# Input records

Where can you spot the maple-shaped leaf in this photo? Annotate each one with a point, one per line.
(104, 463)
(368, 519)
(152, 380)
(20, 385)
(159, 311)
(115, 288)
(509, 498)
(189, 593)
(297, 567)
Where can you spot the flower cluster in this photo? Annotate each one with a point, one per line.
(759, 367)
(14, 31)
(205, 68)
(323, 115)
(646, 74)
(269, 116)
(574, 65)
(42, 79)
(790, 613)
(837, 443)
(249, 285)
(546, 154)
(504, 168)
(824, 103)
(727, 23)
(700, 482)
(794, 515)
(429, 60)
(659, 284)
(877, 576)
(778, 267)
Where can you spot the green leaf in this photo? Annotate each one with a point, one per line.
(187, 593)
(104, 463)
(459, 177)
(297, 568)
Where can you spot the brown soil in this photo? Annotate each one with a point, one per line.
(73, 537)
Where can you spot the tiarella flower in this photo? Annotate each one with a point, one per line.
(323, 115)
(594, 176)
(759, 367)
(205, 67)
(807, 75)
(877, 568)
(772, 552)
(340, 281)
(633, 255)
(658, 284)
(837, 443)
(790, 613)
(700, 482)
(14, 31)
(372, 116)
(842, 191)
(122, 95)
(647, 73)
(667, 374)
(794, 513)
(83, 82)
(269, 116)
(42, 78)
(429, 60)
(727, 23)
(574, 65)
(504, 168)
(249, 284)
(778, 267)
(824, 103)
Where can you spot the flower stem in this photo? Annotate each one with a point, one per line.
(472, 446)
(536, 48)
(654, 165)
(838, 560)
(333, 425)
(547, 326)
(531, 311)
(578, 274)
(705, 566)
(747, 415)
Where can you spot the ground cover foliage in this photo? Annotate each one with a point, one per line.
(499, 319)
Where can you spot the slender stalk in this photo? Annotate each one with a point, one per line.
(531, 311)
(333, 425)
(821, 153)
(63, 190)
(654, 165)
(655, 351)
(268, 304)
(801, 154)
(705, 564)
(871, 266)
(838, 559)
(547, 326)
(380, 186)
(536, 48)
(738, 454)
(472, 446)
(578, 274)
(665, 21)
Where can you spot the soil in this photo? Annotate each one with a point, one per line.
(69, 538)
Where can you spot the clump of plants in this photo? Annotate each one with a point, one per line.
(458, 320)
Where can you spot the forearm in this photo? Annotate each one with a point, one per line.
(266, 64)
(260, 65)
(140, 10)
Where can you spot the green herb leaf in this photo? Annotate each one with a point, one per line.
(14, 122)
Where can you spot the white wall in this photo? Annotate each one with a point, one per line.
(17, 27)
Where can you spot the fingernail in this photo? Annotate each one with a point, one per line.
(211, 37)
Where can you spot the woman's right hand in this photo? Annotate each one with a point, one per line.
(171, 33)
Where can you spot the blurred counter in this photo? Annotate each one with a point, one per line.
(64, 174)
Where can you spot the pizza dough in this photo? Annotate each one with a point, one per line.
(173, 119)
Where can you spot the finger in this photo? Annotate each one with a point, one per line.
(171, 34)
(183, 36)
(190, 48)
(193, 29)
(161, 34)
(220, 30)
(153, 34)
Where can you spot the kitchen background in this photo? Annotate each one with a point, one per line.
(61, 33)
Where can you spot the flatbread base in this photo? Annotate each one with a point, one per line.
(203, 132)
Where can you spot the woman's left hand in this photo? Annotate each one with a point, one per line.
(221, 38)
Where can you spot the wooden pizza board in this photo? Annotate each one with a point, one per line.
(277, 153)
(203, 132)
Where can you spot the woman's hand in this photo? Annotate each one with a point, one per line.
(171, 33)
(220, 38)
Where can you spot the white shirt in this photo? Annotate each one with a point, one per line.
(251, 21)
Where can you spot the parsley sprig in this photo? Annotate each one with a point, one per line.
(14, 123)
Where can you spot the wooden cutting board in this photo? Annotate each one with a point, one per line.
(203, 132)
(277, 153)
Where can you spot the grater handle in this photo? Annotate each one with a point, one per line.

# Task objective
Each line of the listing should be echoed back exactly.

# Task solution
Where can you spot the maple-shaped leaf in this photo? Annotate each one with a point, one per line.
(104, 463)
(368, 519)
(152, 380)
(20, 385)
(159, 311)
(115, 288)
(509, 498)
(189, 593)
(297, 567)
Where can you spot the flower cluster in this photo? Annotate each one with a point, one per line.
(759, 367)
(14, 31)
(205, 68)
(323, 115)
(646, 74)
(269, 116)
(574, 65)
(42, 79)
(790, 613)
(837, 443)
(249, 285)
(546, 154)
(504, 168)
(824, 103)
(727, 23)
(700, 482)
(794, 515)
(429, 60)
(659, 284)
(877, 576)
(778, 267)
Where can you spot the green leaf in this photo? Annotate each one with a point, one per line.
(187, 593)
(104, 463)
(459, 177)
(297, 568)
Where can you spot the brown soil in this photo? Annotate each one with a point, one per line.
(73, 537)
Where can you spot the tiarella flower in this photo? Annotate each one with a point, one per line.
(323, 115)
(594, 176)
(759, 367)
(205, 67)
(807, 75)
(877, 568)
(772, 552)
(340, 281)
(633, 255)
(658, 284)
(837, 443)
(790, 613)
(700, 482)
(14, 31)
(372, 116)
(842, 191)
(122, 95)
(647, 73)
(667, 374)
(794, 513)
(83, 82)
(269, 116)
(42, 78)
(429, 60)
(727, 23)
(574, 65)
(504, 168)
(249, 284)
(778, 267)
(824, 103)
Where can you spot the flower stem in this photo? Annotate each one with a point, one per line.
(472, 446)
(536, 48)
(654, 165)
(838, 560)
(333, 425)
(547, 326)
(531, 311)
(578, 274)
(705, 566)
(747, 415)
Where can you spot the ground cover foliage in this photo? Annotate each one with a point, one per line.
(499, 319)
Where can you spot the slender stalk in this photo? Annotate each one with a point, one per line.
(531, 311)
(333, 425)
(821, 153)
(63, 190)
(654, 165)
(655, 351)
(268, 304)
(801, 154)
(705, 564)
(871, 266)
(838, 559)
(547, 326)
(380, 186)
(536, 48)
(738, 454)
(472, 446)
(578, 274)
(665, 21)
Where can you spot the soil in this photo? Annotate each one with a point, one per line.
(69, 538)
Where can you spot the clump of plants in this photo? Annotate each one with a point, one per line.
(458, 320)
Where can you spot the forearm in this photo? Annotate each one with a point, one per line.
(266, 64)
(260, 65)
(140, 10)
Where can you spot the green herb leaf in this photo? Annotate each one with a point, one per line.
(14, 122)
Where can you spot the white wall in this photo? Annotate each one with a point, one per line.
(17, 27)
Where can you spot the fingernail in this photo? Annotate each one with a point, one per line.
(211, 37)
Where can you spot the woman's right hand in this photo? Annotate each one with a point, one per line.
(171, 33)
Where can you spot the blurred counter in this photo? Annotate each one with a point, one per line.
(64, 174)
Where can you spot the pizza dough in this photo? Annotate each one with a point, one per line.
(173, 119)
Where can you spot the finger in this photo? Annotate each one with a point, one per line.
(171, 34)
(183, 36)
(190, 48)
(193, 29)
(161, 34)
(220, 30)
(153, 34)
Where can you spot the kitchen background in this photo? Annotate each one with a point, one per line.
(61, 33)
Where can you spot the flatbread base in this photo? Annotate each one with a point, one per line.
(203, 132)
Where can you spot the woman's left hand in this photo? Annotate each one with a point, one per line.
(221, 38)
Where can you spot the wooden pizza board in this photo? Annotate each one with a point, one per line.
(277, 153)
(203, 132)
Where can you spot the woman's hand in this photo? Annotate each one with a point, one per line.
(171, 33)
(220, 38)
Where can you spot the white shirt in this photo? Annotate each one with a point, one per line.
(251, 21)
Where can you spot the parsley sprig in this photo? Annotate each one with a point, one per line.
(14, 123)
Where can you spot the wooden cutting board in this photo? Annotate each one with a point, one per line.
(203, 132)
(277, 153)
Where can you spot the grater handle in this photo? Annotate each one with a point, one per line.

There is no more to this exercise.